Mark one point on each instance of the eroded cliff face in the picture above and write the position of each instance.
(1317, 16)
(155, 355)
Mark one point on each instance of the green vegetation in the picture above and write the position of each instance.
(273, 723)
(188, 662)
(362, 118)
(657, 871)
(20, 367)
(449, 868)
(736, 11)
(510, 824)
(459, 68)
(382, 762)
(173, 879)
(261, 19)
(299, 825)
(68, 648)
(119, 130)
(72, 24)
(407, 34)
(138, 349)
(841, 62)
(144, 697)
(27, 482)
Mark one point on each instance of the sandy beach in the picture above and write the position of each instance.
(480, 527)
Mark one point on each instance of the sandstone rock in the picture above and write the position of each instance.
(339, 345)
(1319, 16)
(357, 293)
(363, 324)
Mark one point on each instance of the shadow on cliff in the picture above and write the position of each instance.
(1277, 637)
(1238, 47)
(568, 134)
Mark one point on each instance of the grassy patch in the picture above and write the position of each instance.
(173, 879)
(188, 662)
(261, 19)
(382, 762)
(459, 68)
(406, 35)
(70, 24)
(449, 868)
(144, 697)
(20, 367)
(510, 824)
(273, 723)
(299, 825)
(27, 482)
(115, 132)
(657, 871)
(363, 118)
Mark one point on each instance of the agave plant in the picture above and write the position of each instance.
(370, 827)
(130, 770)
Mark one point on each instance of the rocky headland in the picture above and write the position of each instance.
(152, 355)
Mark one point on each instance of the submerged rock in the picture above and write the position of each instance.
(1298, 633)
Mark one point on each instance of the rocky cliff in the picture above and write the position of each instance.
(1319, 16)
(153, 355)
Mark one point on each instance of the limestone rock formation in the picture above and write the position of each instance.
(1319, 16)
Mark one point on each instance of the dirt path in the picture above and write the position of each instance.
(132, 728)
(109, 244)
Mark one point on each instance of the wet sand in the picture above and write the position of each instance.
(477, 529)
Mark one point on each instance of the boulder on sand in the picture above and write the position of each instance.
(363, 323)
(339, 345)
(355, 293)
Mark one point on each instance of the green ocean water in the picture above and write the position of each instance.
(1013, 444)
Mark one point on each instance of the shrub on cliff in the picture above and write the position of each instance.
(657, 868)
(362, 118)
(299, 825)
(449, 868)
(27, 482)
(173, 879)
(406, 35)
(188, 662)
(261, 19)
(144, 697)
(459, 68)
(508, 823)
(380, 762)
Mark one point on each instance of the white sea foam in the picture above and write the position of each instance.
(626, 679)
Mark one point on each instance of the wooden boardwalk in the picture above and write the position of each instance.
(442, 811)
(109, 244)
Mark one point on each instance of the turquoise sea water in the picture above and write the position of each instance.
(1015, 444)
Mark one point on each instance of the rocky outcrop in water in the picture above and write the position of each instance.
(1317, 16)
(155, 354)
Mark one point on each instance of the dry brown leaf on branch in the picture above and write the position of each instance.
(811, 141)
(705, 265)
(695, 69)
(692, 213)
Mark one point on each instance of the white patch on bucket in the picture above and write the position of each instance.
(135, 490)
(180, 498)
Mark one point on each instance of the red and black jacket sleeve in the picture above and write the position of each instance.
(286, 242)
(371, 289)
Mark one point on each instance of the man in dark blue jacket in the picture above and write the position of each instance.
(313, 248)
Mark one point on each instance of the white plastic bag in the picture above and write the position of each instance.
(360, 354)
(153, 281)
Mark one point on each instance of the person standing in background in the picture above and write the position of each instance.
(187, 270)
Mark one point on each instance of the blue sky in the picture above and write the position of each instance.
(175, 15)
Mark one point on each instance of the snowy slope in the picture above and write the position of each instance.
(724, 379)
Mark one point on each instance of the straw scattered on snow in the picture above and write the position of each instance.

============

Given exercise
Could you give every line of the listing above as a numbered list, leaving out any blank lines?

Final result
1. Mark one point on each instance of the eroded cliff face in the picture above and write the position of each instance.
2. (1317, 16)
3. (155, 355)
4. Mark one point on each instance of the green vegetation in the picture above and write the position of each instance.
5. (273, 723)
6. (188, 662)
7. (362, 118)
8. (657, 871)
9. (20, 367)
10. (449, 868)
11. (736, 11)
12. (510, 824)
13. (459, 68)
14. (382, 762)
15. (173, 879)
16. (261, 19)
17. (299, 825)
18. (68, 648)
19. (119, 130)
20. (72, 24)
21. (407, 34)
22. (138, 349)
23. (841, 62)
24. (144, 697)
25. (27, 482)
26. Mark one point on each instance of the sandy beach in the picture above and write the position of each instance.
27. (480, 527)
28. Mark one point on each instance of the sandstone rock in the picture above and write the position of each instance.
29. (339, 345)
30. (1319, 16)
31. (357, 293)
32. (363, 324)
33. Mark one point on each instance of the shadow on cliff in the picture above and write the position of each instance.
34. (1277, 637)
35. (1238, 47)
36. (568, 134)
37. Mark one point on each instance of the grassy patch in the picture above and write the position of each instance.
38. (173, 879)
39. (188, 662)
40. (261, 19)
41. (382, 762)
42. (459, 68)
43. (406, 35)
44. (70, 24)
45. (449, 868)
46. (144, 697)
47. (20, 367)
48. (510, 824)
49. (273, 723)
50. (299, 825)
51. (27, 482)
52. (115, 132)
53. (657, 871)
54. (363, 118)
55. Mark one point on each instance of the agave plant in the picture above and write the position of each instance.
56. (370, 827)
57. (130, 770)
58. Mark one point on each instance of the rocky headland in the picture above and write the position of each instance.
59. (152, 355)
60. Mark one point on each instance of the submerged rock in the picture above and write the position of each instance.
61. (1298, 633)
62. Mark one point on each instance of the rocky cliff in the picture above and write the position of each instance.
63. (1319, 16)
64. (153, 355)
65. Mark one point on each instance of the limestone rock formation in the picture above and write the position of each instance.
66. (1319, 16)
67. Mark one point on each instance of the dirt path in the picture above and write the position of each instance.
68. (132, 728)
69. (109, 244)
70. Mark one point on each instance of the wet sand in the picture above and write the position of each instance.
71. (477, 529)
72. Mark one point on each instance of the boulder on sand in the picture above and write the position of each instance.
73. (363, 323)
74. (339, 345)
75. (355, 293)
76. Mark one point on each instance of the green ocean water in the picture above and write the position of each instance.
77. (1013, 444)
78. Mark one point on each instance of the shrub on cliff in the picture above and write the position of each instance.
79. (657, 868)
80. (362, 118)
81. (299, 825)
82. (449, 868)
83. (27, 482)
84. (173, 879)
85. (406, 35)
86. (188, 662)
87. (261, 19)
88. (144, 697)
89. (459, 68)
90. (508, 823)
91. (380, 762)
92. Mark one point on each instance of the white sea foam in the picture above and write the position of each instance.
93. (626, 679)
94. Mark one point on each instance of the wooden boardwalk in the picture above and write the position of each instance.
95. (442, 811)
96. (109, 244)
97. Mark one point on each instance of the turquoise sea water in the picture above and write the position of each instance.
98. (1015, 444)
99. Mark one point on each instance of the rocky outcrop in water in the picture above and write the position of each instance.
100. (1317, 16)
101. (155, 354)
102. Mark one point on each instance of the dry brown leaf on branch in the picture above and write the position of each instance.
103. (811, 141)
104. (705, 265)
105. (695, 69)
106. (692, 213)
107. Mark one point on each instance of the white patch on bucket in the picture above and write the position of each instance.
108. (135, 490)
109. (180, 498)
110. Mark one point on each instance of the red and black jacket sleeve in the picture above and write the position of each instance.
111. (286, 242)
112. (371, 289)
113. Mark one point on each instance of the man in dark blue jacket in the picture above and write the position of each instance.
114. (313, 248)
115. Mark one point on each instance of the white plastic bag in the picture above and write the position of each instance.
116. (360, 354)
117. (153, 281)
118. Mark one point on each instance of the person standing in background in the picture above and write the position of each instance.
119. (187, 270)
120. Mark one point on each instance of the blue sky in the picture above and write the position of each instance.
121. (175, 15)
122. Mark one point on each instance of the snowy slope in the picture above and write the position of each instance.
123. (724, 379)
124. Mark one point on each instance of the straw scattered on snow in the picture above and write the position of each instance.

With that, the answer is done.